++++ TEXT EXCERPT

Selecting a field for storage in the secure coprocessor causes the translator to perform the following operations:
The translator replaces the field by a pointer and inserts code in the constructor to allocate space in the memory of the coprocessor to hold the value of the field and its associated tag.
The translator transforms instructions located around the accesses to the field so that they are executed by the coprocessor.
The translator inserts instructions to exchange values between the main processor and the coprocessor where needed.
The transformations have two consequences on the application. On one hand, the application becomes potentially more difficult to crack. More information about its state and the operations it performs is hidden from a potential cracker. On the other hand, the application takes a performance hit. The coprocessor is slower than the main processor and the communication bus introduces latency when the main processor must retrieve a value from the coprocessor. A good selection must balance these two conflicting consequences. Below are some characteristics of fields that are good candidates for storage in the coprocessor.
A field that has a long lifetime relative to the runtime of the application and that is modified and used several times over this lifetime is a good candidate. The analysis of the values returned by the coprocessor is more difficult if set and get operations are dissociated and performed over a long period.
A field that contains a configuration value or a state variable of the application is a good candidate. Such a field is often assigned constant values that need not be transmitted at runtime. Instead the constants are encoded inside ciphered instructions at recompilation time and the instructions that set the value of the field are completely indistinguishable from other ciphered instructions. The change is not linked to the transmission of a given value to the coprocessor but to the execution of a given branch of the code. The value of such a field is also often used to drive the flow of control of the application. When a conditional branch uses the value of the field in a comparison, the translator relocates the comparison inside the coprocessor and its boolean result is the only information that is returned to the main processor.

++++++++

# [TASK LIST]
A) Answer these questions about the text on storing fields in a secure coprocessor:
(i) What does the translator replace a selected field with?
(ii) What two reasons does the text give for the performance hit?
(iii) When a conditional branch compares the field's value, what is the only information returned to the main processor?
B) Resume the text on storing fields in a secure coprocessor, picking up after its final sentence.

++++ RECORD SET

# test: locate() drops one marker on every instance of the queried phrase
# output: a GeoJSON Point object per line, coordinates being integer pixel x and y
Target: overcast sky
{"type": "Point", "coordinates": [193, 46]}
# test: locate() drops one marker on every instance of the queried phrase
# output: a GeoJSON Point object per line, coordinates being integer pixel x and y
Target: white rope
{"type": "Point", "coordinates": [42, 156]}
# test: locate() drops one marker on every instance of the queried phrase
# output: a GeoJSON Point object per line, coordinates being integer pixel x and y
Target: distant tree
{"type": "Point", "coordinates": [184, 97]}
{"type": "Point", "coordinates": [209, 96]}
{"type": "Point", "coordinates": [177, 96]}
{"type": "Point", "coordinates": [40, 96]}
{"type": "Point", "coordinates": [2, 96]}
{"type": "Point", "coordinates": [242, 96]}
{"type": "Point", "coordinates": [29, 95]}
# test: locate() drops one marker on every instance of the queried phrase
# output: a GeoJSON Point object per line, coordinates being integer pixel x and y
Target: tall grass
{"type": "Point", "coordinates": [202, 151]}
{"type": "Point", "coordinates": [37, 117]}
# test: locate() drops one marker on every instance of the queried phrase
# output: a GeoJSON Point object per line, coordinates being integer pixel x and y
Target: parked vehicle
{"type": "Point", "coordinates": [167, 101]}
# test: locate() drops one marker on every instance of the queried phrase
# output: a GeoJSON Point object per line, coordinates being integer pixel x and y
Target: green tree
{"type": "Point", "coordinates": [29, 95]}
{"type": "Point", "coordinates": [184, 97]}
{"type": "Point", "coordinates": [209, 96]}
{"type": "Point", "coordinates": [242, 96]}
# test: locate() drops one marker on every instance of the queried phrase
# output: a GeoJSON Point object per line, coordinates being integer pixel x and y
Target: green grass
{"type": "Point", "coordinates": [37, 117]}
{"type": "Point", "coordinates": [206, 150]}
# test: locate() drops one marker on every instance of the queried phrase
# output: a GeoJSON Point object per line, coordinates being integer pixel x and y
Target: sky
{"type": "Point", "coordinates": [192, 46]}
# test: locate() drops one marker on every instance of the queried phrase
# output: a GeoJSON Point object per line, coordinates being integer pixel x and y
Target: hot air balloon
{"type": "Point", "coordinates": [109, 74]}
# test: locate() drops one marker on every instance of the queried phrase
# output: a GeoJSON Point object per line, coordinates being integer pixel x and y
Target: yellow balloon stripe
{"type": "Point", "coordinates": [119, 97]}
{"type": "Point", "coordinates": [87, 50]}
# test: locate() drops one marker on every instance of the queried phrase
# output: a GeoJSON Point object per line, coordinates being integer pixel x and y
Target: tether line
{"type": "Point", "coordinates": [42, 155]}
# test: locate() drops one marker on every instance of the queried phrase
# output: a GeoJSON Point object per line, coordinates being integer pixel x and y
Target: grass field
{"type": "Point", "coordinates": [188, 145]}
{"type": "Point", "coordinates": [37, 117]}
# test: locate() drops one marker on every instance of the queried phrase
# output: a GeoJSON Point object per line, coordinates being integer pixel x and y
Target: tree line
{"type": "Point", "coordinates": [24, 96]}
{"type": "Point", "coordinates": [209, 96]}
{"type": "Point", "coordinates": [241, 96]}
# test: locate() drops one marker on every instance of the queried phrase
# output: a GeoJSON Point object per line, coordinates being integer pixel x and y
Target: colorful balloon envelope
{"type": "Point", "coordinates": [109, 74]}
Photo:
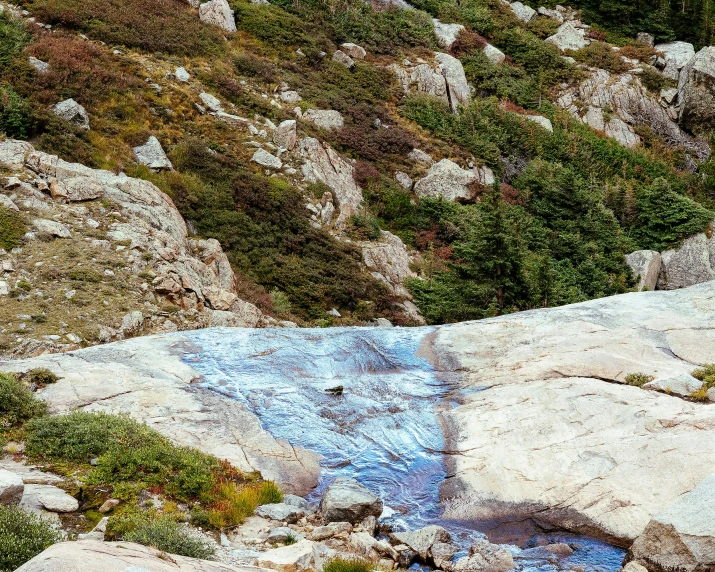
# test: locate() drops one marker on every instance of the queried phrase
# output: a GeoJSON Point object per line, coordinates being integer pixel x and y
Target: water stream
{"type": "Point", "coordinates": [383, 430]}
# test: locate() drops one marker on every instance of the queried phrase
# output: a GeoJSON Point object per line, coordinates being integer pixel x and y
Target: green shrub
{"type": "Point", "coordinates": [22, 537]}
{"type": "Point", "coordinates": [161, 532]}
{"type": "Point", "coordinates": [152, 25]}
{"type": "Point", "coordinates": [17, 403]}
{"type": "Point", "coordinates": [127, 452]}
{"type": "Point", "coordinates": [15, 113]}
{"type": "Point", "coordinates": [638, 379]}
{"type": "Point", "coordinates": [12, 228]}
{"type": "Point", "coordinates": [348, 565]}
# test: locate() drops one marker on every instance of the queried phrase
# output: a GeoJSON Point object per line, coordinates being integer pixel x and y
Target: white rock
{"type": "Point", "coordinates": [681, 537]}
{"type": "Point", "coordinates": [52, 227]}
{"type": "Point", "coordinates": [265, 159]}
{"type": "Point", "coordinates": [525, 13]}
{"type": "Point", "coordinates": [494, 55]}
{"type": "Point", "coordinates": [152, 155]}
{"type": "Point", "coordinates": [568, 38]}
{"type": "Point", "coordinates": [353, 50]}
{"type": "Point", "coordinates": [458, 89]}
{"type": "Point", "coordinates": [645, 265]}
{"type": "Point", "coordinates": [544, 122]}
{"type": "Point", "coordinates": [218, 13]}
{"type": "Point", "coordinates": [326, 118]}
{"type": "Point", "coordinates": [344, 59]}
{"type": "Point", "coordinates": [446, 33]}
{"type": "Point", "coordinates": [71, 111]}
{"type": "Point", "coordinates": [11, 487]}
{"type": "Point", "coordinates": [448, 180]}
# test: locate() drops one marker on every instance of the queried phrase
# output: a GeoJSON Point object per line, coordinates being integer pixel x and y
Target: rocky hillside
{"type": "Point", "coordinates": [355, 163]}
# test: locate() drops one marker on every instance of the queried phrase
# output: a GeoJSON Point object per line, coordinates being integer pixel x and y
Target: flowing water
{"type": "Point", "coordinates": [383, 430]}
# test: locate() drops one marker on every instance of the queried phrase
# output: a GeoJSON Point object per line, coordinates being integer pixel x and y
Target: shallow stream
{"type": "Point", "coordinates": [383, 430]}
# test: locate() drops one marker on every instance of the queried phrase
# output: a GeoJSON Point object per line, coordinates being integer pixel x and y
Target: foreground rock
{"type": "Point", "coordinates": [681, 538]}
{"type": "Point", "coordinates": [147, 379]}
{"type": "Point", "coordinates": [346, 500]}
{"type": "Point", "coordinates": [555, 436]}
{"type": "Point", "coordinates": [91, 556]}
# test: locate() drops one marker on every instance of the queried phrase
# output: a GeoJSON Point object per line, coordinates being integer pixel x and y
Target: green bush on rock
{"type": "Point", "coordinates": [22, 536]}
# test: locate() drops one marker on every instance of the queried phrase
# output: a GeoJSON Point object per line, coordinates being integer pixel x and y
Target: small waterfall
{"type": "Point", "coordinates": [382, 429]}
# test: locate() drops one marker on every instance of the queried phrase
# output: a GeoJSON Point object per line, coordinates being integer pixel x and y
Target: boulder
{"type": "Point", "coordinates": [568, 37]}
{"type": "Point", "coordinates": [422, 540]}
{"type": "Point", "coordinates": [446, 33]}
{"type": "Point", "coordinates": [76, 189]}
{"type": "Point", "coordinates": [71, 111]}
{"type": "Point", "coordinates": [677, 55]}
{"type": "Point", "coordinates": [285, 134]}
{"type": "Point", "coordinates": [211, 102]}
{"type": "Point", "coordinates": [687, 265]}
{"type": "Point", "coordinates": [265, 159]}
{"type": "Point", "coordinates": [343, 59]}
{"type": "Point", "coordinates": [458, 90]}
{"type": "Point", "coordinates": [353, 50]}
{"type": "Point", "coordinates": [326, 118]}
{"type": "Point", "coordinates": [680, 538]}
{"type": "Point", "coordinates": [388, 261]}
{"type": "Point", "coordinates": [525, 13]}
{"type": "Point", "coordinates": [93, 555]}
{"type": "Point", "coordinates": [645, 265]}
{"type": "Point", "coordinates": [544, 122]}
{"type": "Point", "coordinates": [346, 500]}
{"type": "Point", "coordinates": [485, 557]}
{"type": "Point", "coordinates": [494, 55]}
{"type": "Point", "coordinates": [448, 180]}
{"type": "Point", "coordinates": [152, 155]}
{"type": "Point", "coordinates": [281, 512]}
{"type": "Point", "coordinates": [11, 488]}
{"type": "Point", "coordinates": [51, 227]}
{"type": "Point", "coordinates": [218, 13]}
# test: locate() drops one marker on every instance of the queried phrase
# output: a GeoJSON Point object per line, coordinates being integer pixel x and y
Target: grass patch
{"type": "Point", "coordinates": [17, 403]}
{"type": "Point", "coordinates": [22, 537]}
{"type": "Point", "coordinates": [12, 228]}
{"type": "Point", "coordinates": [638, 379]}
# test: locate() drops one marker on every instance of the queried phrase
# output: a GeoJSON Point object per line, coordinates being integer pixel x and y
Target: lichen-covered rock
{"type": "Point", "coordinates": [448, 180]}
{"type": "Point", "coordinates": [346, 500]}
{"type": "Point", "coordinates": [218, 13]}
{"type": "Point", "coordinates": [681, 538]}
{"type": "Point", "coordinates": [71, 111]}
{"type": "Point", "coordinates": [152, 155]}
{"type": "Point", "coordinates": [645, 265]}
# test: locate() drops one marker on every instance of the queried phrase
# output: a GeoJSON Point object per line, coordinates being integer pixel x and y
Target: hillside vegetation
{"type": "Point", "coordinates": [565, 208]}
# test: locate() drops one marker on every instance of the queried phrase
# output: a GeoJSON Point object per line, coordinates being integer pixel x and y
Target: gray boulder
{"type": "Point", "coordinates": [448, 180]}
{"type": "Point", "coordinates": [686, 266]}
{"type": "Point", "coordinates": [346, 500]}
{"type": "Point", "coordinates": [280, 511]}
{"type": "Point", "coordinates": [71, 111]}
{"type": "Point", "coordinates": [152, 155]}
{"type": "Point", "coordinates": [11, 488]}
{"type": "Point", "coordinates": [218, 13]}
{"type": "Point", "coordinates": [645, 265]}
{"type": "Point", "coordinates": [681, 538]}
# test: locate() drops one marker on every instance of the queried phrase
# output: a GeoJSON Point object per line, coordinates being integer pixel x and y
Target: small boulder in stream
{"type": "Point", "coordinates": [346, 500]}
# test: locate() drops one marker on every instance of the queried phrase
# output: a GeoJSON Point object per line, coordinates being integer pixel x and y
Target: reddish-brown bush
{"type": "Point", "coordinates": [153, 25]}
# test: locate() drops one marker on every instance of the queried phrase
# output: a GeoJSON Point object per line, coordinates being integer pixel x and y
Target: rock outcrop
{"type": "Point", "coordinates": [681, 538]}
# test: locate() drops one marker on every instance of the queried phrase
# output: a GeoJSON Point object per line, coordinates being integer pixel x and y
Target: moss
{"type": "Point", "coordinates": [22, 536]}
{"type": "Point", "coordinates": [638, 379]}
{"type": "Point", "coordinates": [12, 228]}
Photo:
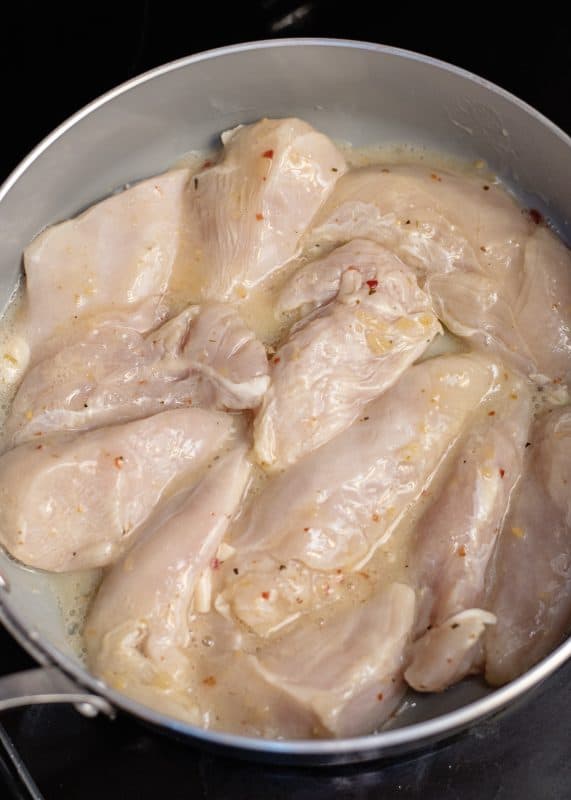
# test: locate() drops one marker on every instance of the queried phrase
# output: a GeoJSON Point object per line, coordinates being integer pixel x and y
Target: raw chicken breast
{"type": "Point", "coordinates": [525, 315]}
{"type": "Point", "coordinates": [77, 501]}
{"type": "Point", "coordinates": [337, 504]}
{"type": "Point", "coordinates": [531, 589]}
{"type": "Point", "coordinates": [137, 627]}
{"type": "Point", "coordinates": [202, 357]}
{"type": "Point", "coordinates": [448, 652]}
{"type": "Point", "coordinates": [348, 672]}
{"type": "Point", "coordinates": [266, 594]}
{"type": "Point", "coordinates": [456, 538]}
{"type": "Point", "coordinates": [114, 261]}
{"type": "Point", "coordinates": [435, 221]}
{"type": "Point", "coordinates": [494, 276]}
{"type": "Point", "coordinates": [317, 282]}
{"type": "Point", "coordinates": [341, 357]}
{"type": "Point", "coordinates": [254, 206]}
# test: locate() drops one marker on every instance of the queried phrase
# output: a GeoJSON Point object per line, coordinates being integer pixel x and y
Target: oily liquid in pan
{"type": "Point", "coordinates": [74, 590]}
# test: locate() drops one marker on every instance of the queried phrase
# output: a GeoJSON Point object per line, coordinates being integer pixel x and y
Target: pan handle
{"type": "Point", "coordinates": [49, 685]}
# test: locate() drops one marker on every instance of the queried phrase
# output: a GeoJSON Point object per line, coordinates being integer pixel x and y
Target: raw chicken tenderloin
{"type": "Point", "coordinates": [494, 276]}
{"type": "Point", "coordinates": [254, 206]}
{"type": "Point", "coordinates": [341, 357]}
{"type": "Point", "coordinates": [77, 501]}
{"type": "Point", "coordinates": [137, 627]}
{"type": "Point", "coordinates": [348, 672]}
{"type": "Point", "coordinates": [531, 587]}
{"type": "Point", "coordinates": [114, 261]}
{"type": "Point", "coordinates": [456, 537]}
{"type": "Point", "coordinates": [202, 357]}
{"type": "Point", "coordinates": [337, 504]}
{"type": "Point", "coordinates": [317, 281]}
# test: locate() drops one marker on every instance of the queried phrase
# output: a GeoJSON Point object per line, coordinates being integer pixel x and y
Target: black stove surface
{"type": "Point", "coordinates": [55, 59]}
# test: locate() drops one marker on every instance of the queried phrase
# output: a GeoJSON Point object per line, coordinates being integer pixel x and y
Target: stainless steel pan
{"type": "Point", "coordinates": [362, 93]}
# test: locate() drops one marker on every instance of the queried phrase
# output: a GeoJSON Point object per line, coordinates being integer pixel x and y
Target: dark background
{"type": "Point", "coordinates": [55, 58]}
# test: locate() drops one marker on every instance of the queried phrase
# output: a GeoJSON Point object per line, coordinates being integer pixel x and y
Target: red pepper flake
{"type": "Point", "coordinates": [535, 216]}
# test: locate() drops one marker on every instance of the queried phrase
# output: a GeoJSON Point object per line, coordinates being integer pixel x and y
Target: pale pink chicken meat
{"type": "Point", "coordinates": [137, 628]}
{"type": "Point", "coordinates": [494, 276]}
{"type": "Point", "coordinates": [341, 357]}
{"type": "Point", "coordinates": [77, 501]}
{"type": "Point", "coordinates": [455, 540]}
{"type": "Point", "coordinates": [205, 356]}
{"type": "Point", "coordinates": [347, 672]}
{"type": "Point", "coordinates": [112, 262]}
{"type": "Point", "coordinates": [317, 282]}
{"type": "Point", "coordinates": [530, 591]}
{"type": "Point", "coordinates": [336, 505]}
{"type": "Point", "coordinates": [254, 205]}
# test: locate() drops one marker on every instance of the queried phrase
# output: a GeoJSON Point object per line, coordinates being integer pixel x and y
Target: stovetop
{"type": "Point", "coordinates": [55, 59]}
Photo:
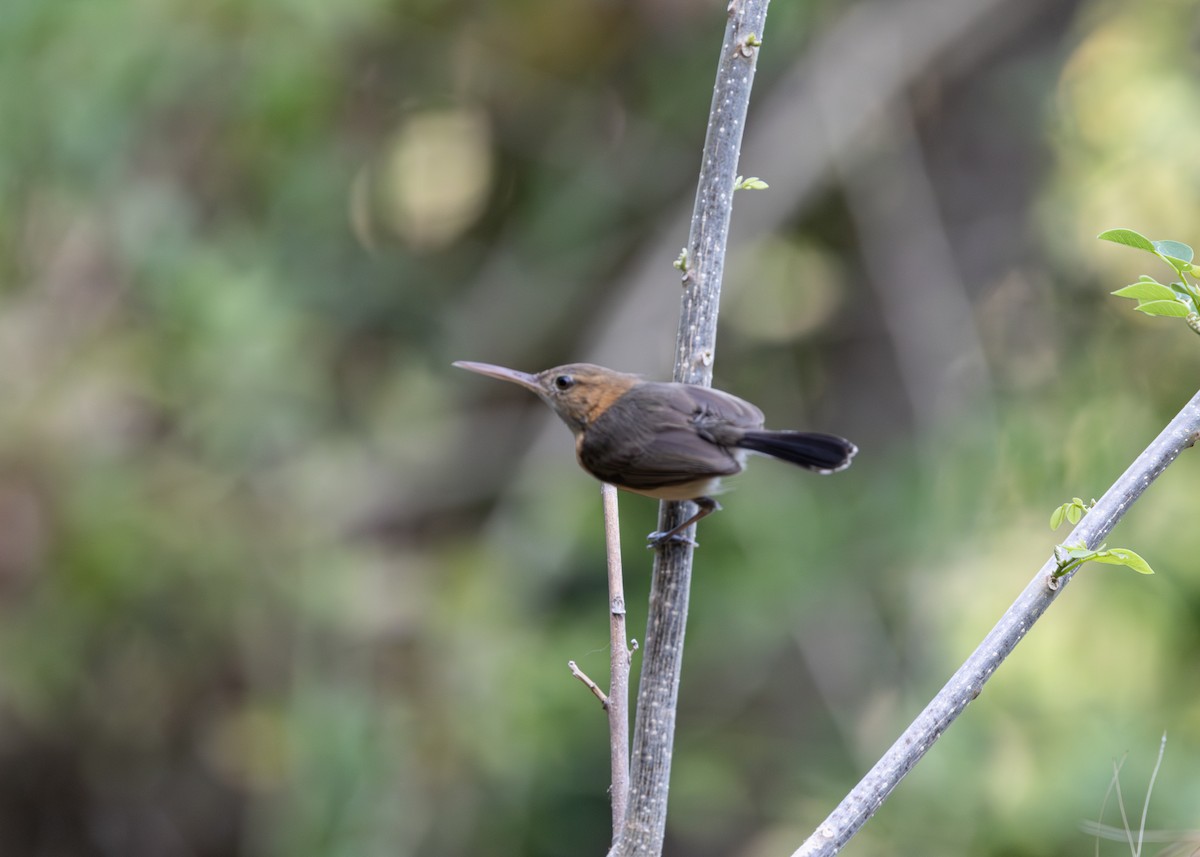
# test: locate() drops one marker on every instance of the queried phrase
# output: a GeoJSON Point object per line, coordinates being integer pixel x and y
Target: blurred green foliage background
{"type": "Point", "coordinates": [276, 581]}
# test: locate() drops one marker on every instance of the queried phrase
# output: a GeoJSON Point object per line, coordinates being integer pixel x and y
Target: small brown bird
{"type": "Point", "coordinates": [667, 441]}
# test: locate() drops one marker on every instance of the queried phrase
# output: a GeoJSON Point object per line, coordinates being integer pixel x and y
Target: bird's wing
{"type": "Point", "coordinates": [661, 435]}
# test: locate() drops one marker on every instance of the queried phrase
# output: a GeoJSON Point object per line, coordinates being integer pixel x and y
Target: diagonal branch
{"type": "Point", "coordinates": [696, 346]}
{"type": "Point", "coordinates": [967, 683]}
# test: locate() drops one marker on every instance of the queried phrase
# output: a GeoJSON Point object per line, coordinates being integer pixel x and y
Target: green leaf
{"type": "Point", "coordinates": [1176, 250]}
{"type": "Point", "coordinates": [1123, 556]}
{"type": "Point", "coordinates": [1163, 307]}
{"type": "Point", "coordinates": [1128, 238]}
{"type": "Point", "coordinates": [1146, 291]}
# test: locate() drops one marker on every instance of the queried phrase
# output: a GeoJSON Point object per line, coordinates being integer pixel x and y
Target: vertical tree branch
{"type": "Point", "coordinates": [696, 346]}
{"type": "Point", "coordinates": [967, 682]}
{"type": "Point", "coordinates": [619, 661]}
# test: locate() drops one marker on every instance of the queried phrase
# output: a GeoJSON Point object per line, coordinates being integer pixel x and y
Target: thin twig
{"type": "Point", "coordinates": [645, 823]}
{"type": "Point", "coordinates": [621, 657]}
{"type": "Point", "coordinates": [967, 683]}
{"type": "Point", "coordinates": [587, 681]}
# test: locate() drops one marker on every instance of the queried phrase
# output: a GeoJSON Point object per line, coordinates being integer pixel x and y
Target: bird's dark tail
{"type": "Point", "coordinates": [814, 451]}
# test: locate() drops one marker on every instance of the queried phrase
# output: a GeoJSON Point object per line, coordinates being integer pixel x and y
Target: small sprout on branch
{"type": "Point", "coordinates": [1179, 299]}
{"type": "Point", "coordinates": [753, 184]}
{"type": "Point", "coordinates": [1072, 511]}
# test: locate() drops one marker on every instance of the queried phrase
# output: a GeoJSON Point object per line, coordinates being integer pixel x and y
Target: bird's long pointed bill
{"type": "Point", "coordinates": [523, 378]}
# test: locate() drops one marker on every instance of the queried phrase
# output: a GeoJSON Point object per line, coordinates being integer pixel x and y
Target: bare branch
{"type": "Point", "coordinates": [695, 349]}
{"type": "Point", "coordinates": [591, 685]}
{"type": "Point", "coordinates": [967, 683]}
{"type": "Point", "coordinates": [619, 658]}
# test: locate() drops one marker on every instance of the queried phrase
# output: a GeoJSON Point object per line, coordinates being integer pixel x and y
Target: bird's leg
{"type": "Point", "coordinates": [706, 507]}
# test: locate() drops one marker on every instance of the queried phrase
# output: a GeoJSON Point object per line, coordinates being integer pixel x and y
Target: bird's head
{"type": "Point", "coordinates": [577, 391]}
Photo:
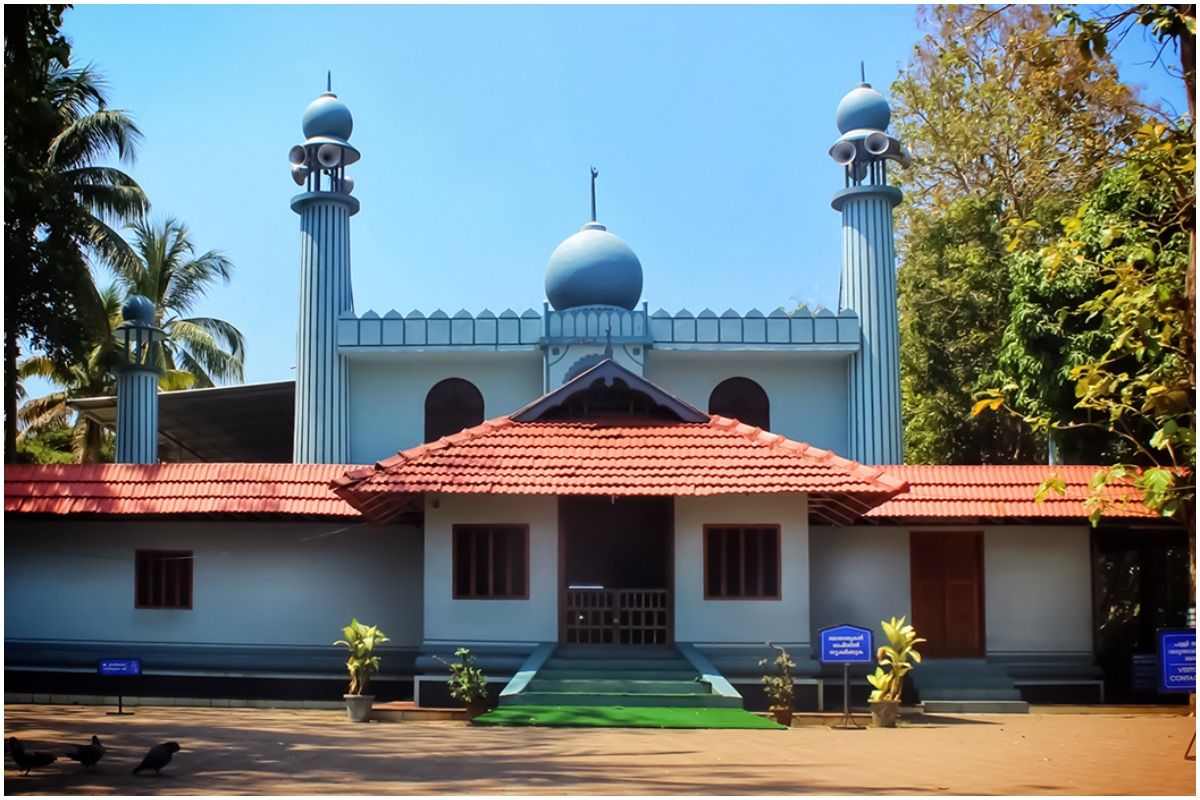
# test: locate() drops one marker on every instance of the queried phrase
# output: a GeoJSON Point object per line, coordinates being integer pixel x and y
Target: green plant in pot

++++++++

# [RESPONSES PER TASK]
A)
(i) A pointer.
(ii) The coprocessor is slower than the main processor, and the communication bus adds latency when the main processor must retrieve a value from the coprocessor.
(iii) The boolean result of the comparison.

B)
A field that triggers the execution of heavy numerical operations in the coprocessor is likely to cause performance problems. However if a computation takes some parameters that can be precomputed from configuration values, these parameters and the code that precomputes them can be relocated in the coprocessor. The precomputed values are then retrieved and used in the heavy computation that is performed by the main processor.
There is no tool yet to evaluate automatically the quality of
protection afforded by a given choice of secured fields. One key point
must be kept in mind when trying to estimate this quality: The result
of all the information hiding performed by the translator is embodied
in the streams of values flowing from the coprocessor to the main
processor as the application is executed. These streams are the values
returned by the calls to the in method of the
runtime. There is one stream for each thread of execution making such
calls. A given selection of fields can provide a weak protection in
two different cases:
A cracker can guess the future values in the streams by
analyzing the streams produced by the application execution up to
a given point in time. This indicates that the hidden part of the
application is not complex enough. The log of the virtual
coprocessor can be used to extract the streams of
in values. The log record of a call to
in is prefixed with the
< character. It contains the
retrieved value and the id of the thread in square brackets. The
code of the ciphered instruction executed right before the call to
in can be used to further classify the
streams by in call site.
Altering the stream does not make the application unusable. This indicates that the fields hidden inside the coprocessor are not significant enough to the behavior of the application.
In the evaluation version of the Validy SoftNaos translator and virtual coprocessor package, only scalar fields of type byte, short, or int and Java 5 enumerated types can be stored inside the coprocessor. We plan to add support for the following types in the next versions of the tool.
Boolean, and possibly char types.
Long integers.
Arrays of the preceding types.
When a field of an enumerated type is stored inside the coprocessor, the value that is actually stored is the ordinal of the enum constant. The ordinal is the integer rank of the constant among all the constants defined for the enum type. If the field is null, a negative integer is stored in place of the ordinal. When an enum field is stored inside the coprocessor, the following operations are performed inside the token:
assignment of a constant or another enum local or field to the secured field
comparison of the secured field with a constant or another enum local or field
If the enum is used as the key in a switch statement, the ordinal is retrieved from the coprocessor and used in place of the constant. For operations that require access to the enum constant object itself, such as displaying the string representation of the constant, the ordinal is retrieved and the corresponding enum constant instance is used by the translator.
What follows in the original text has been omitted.